* start Records to process *

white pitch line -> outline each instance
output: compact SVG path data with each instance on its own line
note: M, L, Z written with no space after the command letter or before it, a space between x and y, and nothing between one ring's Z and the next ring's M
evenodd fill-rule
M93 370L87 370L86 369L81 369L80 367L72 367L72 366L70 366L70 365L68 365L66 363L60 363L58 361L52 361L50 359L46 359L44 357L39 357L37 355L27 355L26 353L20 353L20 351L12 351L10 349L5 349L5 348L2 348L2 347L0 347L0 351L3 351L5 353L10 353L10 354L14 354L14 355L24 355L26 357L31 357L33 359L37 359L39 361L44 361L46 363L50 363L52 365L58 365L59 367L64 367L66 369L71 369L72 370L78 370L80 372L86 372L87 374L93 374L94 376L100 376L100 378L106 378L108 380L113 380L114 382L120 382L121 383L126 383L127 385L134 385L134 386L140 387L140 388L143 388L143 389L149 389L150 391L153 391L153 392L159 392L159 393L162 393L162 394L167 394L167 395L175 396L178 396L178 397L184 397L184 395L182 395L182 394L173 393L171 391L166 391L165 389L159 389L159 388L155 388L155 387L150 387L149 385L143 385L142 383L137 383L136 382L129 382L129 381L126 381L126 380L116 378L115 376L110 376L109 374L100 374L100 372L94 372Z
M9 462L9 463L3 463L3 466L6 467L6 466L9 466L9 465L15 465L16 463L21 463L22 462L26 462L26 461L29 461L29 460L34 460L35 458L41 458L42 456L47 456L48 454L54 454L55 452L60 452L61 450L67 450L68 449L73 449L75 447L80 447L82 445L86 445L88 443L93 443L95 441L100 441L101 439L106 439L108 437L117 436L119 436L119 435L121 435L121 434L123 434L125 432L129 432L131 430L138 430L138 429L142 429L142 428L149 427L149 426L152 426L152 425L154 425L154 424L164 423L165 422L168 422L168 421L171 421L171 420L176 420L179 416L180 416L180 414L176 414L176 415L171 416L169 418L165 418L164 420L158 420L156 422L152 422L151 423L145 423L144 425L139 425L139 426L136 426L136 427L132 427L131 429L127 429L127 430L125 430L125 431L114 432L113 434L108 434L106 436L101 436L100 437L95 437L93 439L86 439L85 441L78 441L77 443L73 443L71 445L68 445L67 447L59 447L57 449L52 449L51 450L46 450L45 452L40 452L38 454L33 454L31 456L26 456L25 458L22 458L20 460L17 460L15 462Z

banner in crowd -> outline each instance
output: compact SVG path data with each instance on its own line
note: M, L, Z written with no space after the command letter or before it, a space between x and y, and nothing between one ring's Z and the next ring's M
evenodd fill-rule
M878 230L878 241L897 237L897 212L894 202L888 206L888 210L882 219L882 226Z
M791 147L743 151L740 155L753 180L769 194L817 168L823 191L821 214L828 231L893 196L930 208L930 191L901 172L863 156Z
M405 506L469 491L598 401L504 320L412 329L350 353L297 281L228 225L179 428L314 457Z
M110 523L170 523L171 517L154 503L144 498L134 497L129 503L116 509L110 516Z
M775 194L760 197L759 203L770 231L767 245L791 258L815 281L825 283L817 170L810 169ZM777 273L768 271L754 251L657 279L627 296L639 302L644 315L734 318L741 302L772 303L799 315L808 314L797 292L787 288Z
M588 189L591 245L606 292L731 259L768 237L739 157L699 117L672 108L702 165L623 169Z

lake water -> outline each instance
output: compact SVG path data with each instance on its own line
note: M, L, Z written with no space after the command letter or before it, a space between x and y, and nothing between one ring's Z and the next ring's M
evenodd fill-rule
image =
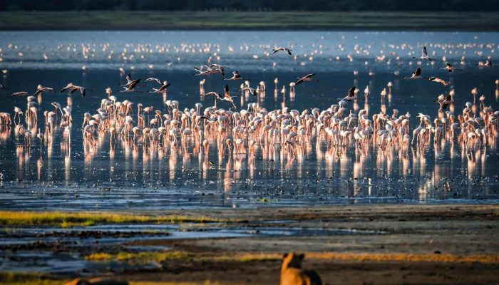
M204 153L194 143L175 150L133 147L119 139L109 145L109 134L102 134L96 147L84 147L81 125L83 113L96 113L106 87L118 100L128 99L168 113L166 100L180 102L180 109L213 105L213 97L200 96L200 76L193 66L219 63L267 86L259 104L268 110L324 110L337 103L356 86L359 97L369 86L369 100L349 103L351 110L369 109L369 118L381 109L391 115L410 113L412 130L419 124L418 113L438 116L434 103L441 93L455 90L454 107L461 113L470 91L478 88L485 105L494 110L499 94L494 83L498 68L478 68L478 61L497 53L499 33L422 32L277 32L277 31L1 31L0 69L6 70L0 83L9 88L0 112L14 115L14 106L25 110L25 97L10 92L33 93L38 84L53 87L55 93L37 98L41 118L34 131L46 133L43 110L51 103L70 105L73 112L72 147L63 142L63 128L46 136L40 150L31 138L31 148L14 135L14 126L2 128L0 138L0 209L158 209L179 207L254 207L255 205L312 205L344 203L497 203L499 195L499 157L497 136L488 145L466 150L463 145L443 140L423 148L393 147L381 151L371 145L364 155L354 140L338 156L327 151L322 140L312 136L294 157L282 147L275 150L257 145L254 153L220 155L215 140ZM412 58L426 46L437 59L431 64ZM292 46L289 56L279 52L265 56L274 46ZM383 56L385 56L384 58ZM350 57L350 59L349 58ZM379 58L376 58L379 57ZM438 68L446 61L463 71L449 74ZM462 61L462 64L460 62ZM83 70L83 67L85 70ZM418 66L423 76L437 76L450 86L429 81L404 80ZM120 72L123 68L125 73ZM354 71L359 74L354 76ZM369 76L372 71L374 74ZM393 72L398 71L396 76ZM168 95L119 93L118 84L130 73L134 78L156 77L171 83ZM307 73L317 82L296 88L290 96L289 83ZM274 78L279 79L274 90ZM226 81L220 75L206 77L204 88L223 92L229 83L232 95L241 81ZM58 89L68 82L92 90L82 97L68 97ZM393 83L391 96L382 106L380 93ZM280 90L284 86L284 95ZM155 86L156 87L156 86ZM147 90L149 86L140 88ZM235 98L238 109L256 102L243 94ZM226 102L218 107L229 109ZM478 104L478 103L477 103ZM135 107L134 107L135 108ZM451 109L453 110L453 109ZM134 110L136 111L136 110ZM412 136L411 136L412 138ZM212 162L206 163L207 161ZM275 163L271 161L274 161Z

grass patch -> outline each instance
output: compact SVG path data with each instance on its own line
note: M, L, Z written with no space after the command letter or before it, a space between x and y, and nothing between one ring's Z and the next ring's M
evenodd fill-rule
M499 264L499 256L488 254L456 255L437 254L377 254L377 253L342 253L342 252L307 252L307 259L330 259L355 261L408 261L437 263L482 263ZM280 261L282 254L259 252L120 252L115 254L96 253L87 256L87 260L118 260L129 262L161 261L176 259L198 262L245 263L267 261Z
M0 211L0 226L90 226L96 224L180 224L237 222L208 217L146 216L110 212Z
M3 11L0 30L498 31L499 12ZM133 21L130 21L133 19ZM244 21L241 21L244 19Z

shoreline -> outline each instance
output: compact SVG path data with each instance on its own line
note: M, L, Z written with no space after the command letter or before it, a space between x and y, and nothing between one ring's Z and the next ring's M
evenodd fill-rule
M3 11L0 29L486 32L499 31L499 12Z
M168 248L158 252L125 253L108 246L80 252L86 260L137 264L150 261L151 270L108 272L132 284L277 284L284 252L304 252L304 267L316 270L323 284L494 284L499 264L498 205L346 205L258 209L136 211L133 214L182 214L217 217L226 230L253 229L252 237L153 239L129 241L123 246ZM244 225L244 226L243 226ZM12 227L11 225L11 227ZM188 224L185 224L188 229ZM198 224L195 227L212 227ZM15 227L13 227L15 228ZM274 228L350 229L333 234L265 236ZM66 229L67 230L67 229ZM373 231L371 234L356 231ZM64 243L57 249L63 252ZM24 250L41 250L34 247ZM49 250L44 248L43 250ZM74 250L74 248L73 248ZM96 253L96 254L95 254ZM117 259L118 258L120 259ZM0 284L9 283L0 274ZM48 275L62 284L79 274ZM91 275L102 276L93 273ZM11 276L10 281L19 276ZM22 277L19 277L22 278ZM27 277L26 277L27 278ZM43 283L30 279L23 283ZM59 283L57 283L59 282Z

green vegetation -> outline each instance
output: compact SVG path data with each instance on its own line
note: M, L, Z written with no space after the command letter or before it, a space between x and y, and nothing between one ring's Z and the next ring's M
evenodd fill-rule
M0 12L0 30L499 31L499 12Z
M110 212L63 212L0 211L0 226L89 226L96 224L227 222L237 222L208 217L180 215L145 216Z

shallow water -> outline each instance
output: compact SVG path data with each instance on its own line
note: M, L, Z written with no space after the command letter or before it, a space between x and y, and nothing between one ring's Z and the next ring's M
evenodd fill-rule
M164 104L166 99L180 101L181 110L194 108L197 102L204 107L212 105L212 98L200 97L202 78L193 76L192 70L211 56L212 62L230 66L230 71L238 70L251 78L252 86L264 81L267 90L259 103L269 110L284 106L300 111L316 107L324 110L336 104L336 98L344 96L351 86L359 87L359 95L369 86L371 91L369 102L359 99L349 103L348 109L356 113L369 108L371 116L382 108L379 94L391 81L393 87L386 99L386 112L391 114L393 108L399 114L409 112L412 130L419 123L418 113L436 118L438 108L433 100L451 88L456 90L456 102L463 104L473 100L470 90L477 87L486 97L485 105L498 108L499 97L494 83L498 69L475 66L490 55L493 61L497 48L494 40L499 38L498 36L498 33L436 32L0 32L3 58L0 69L8 70L0 82L9 91L32 91L38 83L58 89L68 82L93 90L84 98L78 93L68 97L56 92L38 98L38 115L42 118L43 110L53 110L51 102L72 105L71 149L62 142L61 128L44 140L41 152L36 138L31 139L33 147L26 150L21 145L22 139L14 137L14 129L4 130L0 138L0 171L4 175L0 208L123 210L267 204L496 203L499 157L493 137L489 145L470 151L446 140L439 147L429 145L421 150L381 152L371 147L366 155L361 155L352 143L341 157L331 155L325 142L317 138L307 141L303 152L294 157L262 146L257 147L254 155L222 156L218 155L217 142L210 141L207 160L213 165L210 165L192 144L176 151L150 152L118 140L111 150L108 134L98 138L98 147L83 147L81 128L83 114L95 113L101 99L106 97L103 89L108 86L119 100L153 105L163 113L168 113ZM95 49L86 53L87 59L82 43ZM185 44L199 46L193 52L192 48L182 49ZM294 61L281 53L265 57L264 51L274 44L294 44L298 58ZM421 63L423 76L444 78L451 86L401 78L410 76L417 66L408 51L414 49L418 56L423 44L428 46L431 57L438 59L433 65ZM160 47L165 49L162 52ZM131 52L139 48L141 51ZM118 56L124 49L126 59ZM111 51L113 56L108 59ZM400 58L388 56L391 52ZM48 59L43 58L43 54ZM131 59L130 54L134 55ZM349 54L353 56L351 61L346 58ZM376 60L376 56L381 54L387 55L387 59ZM457 66L463 56L465 64L461 67L464 71L448 74L438 69L443 66L442 56ZM153 66L148 67L150 64ZM172 83L168 94L117 93L118 83L125 82L125 74L118 71L120 67L133 78L167 79ZM354 70L359 76L354 76ZM369 76L369 71L375 75ZM393 75L395 71L400 76ZM289 83L312 72L319 81L297 86L296 95L290 96ZM286 86L285 95L274 93L275 78L279 81L279 91L283 85ZM205 89L222 92L227 83L220 75L211 76L207 78ZM240 83L229 82L232 90ZM14 106L24 108L26 98L10 98L7 92L2 95L8 99L0 111L12 113ZM236 105L246 108L248 103L255 101L246 95L237 98ZM230 107L225 102L219 102L218 106ZM456 112L462 108L456 105ZM44 132L43 120L34 129L38 128ZM269 163L272 160L274 166Z

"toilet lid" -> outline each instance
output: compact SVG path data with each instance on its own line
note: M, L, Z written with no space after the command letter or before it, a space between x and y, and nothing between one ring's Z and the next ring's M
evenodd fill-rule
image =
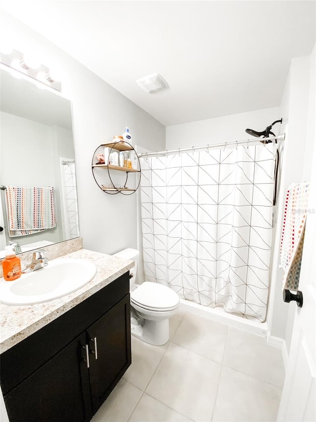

* end Records to process *

=== Written request ===
Copy out the material above, from the line containing "grass patch -> outline each instance" through the line containing "M3 11L0 30L498", inclusive, reproducing each line without change.

=== Solution to this exercise ===
grass patch -> outline each instance
output: compact SVG path data with each instance on its own line
note: M, L, Z written with no space after the command letter or before it, a space between x and y, and nothing between one ring's Z and the next ring's M
evenodd fill-rule
M499 264L499 256L488 254L456 255L437 254L377 254L377 253L342 253L342 252L307 252L307 259L330 259L355 261L408 261L437 263L482 263ZM280 261L282 254L259 252L120 252L115 254L96 253L87 256L87 260L118 260L129 262L161 261L176 259L198 262L245 263L267 261Z
M0 211L0 226L90 226L96 224L180 224L237 222L208 217L146 216L110 212Z
M3 11L0 30L498 31L499 12ZM133 21L130 21L133 19ZM244 21L241 21L244 19Z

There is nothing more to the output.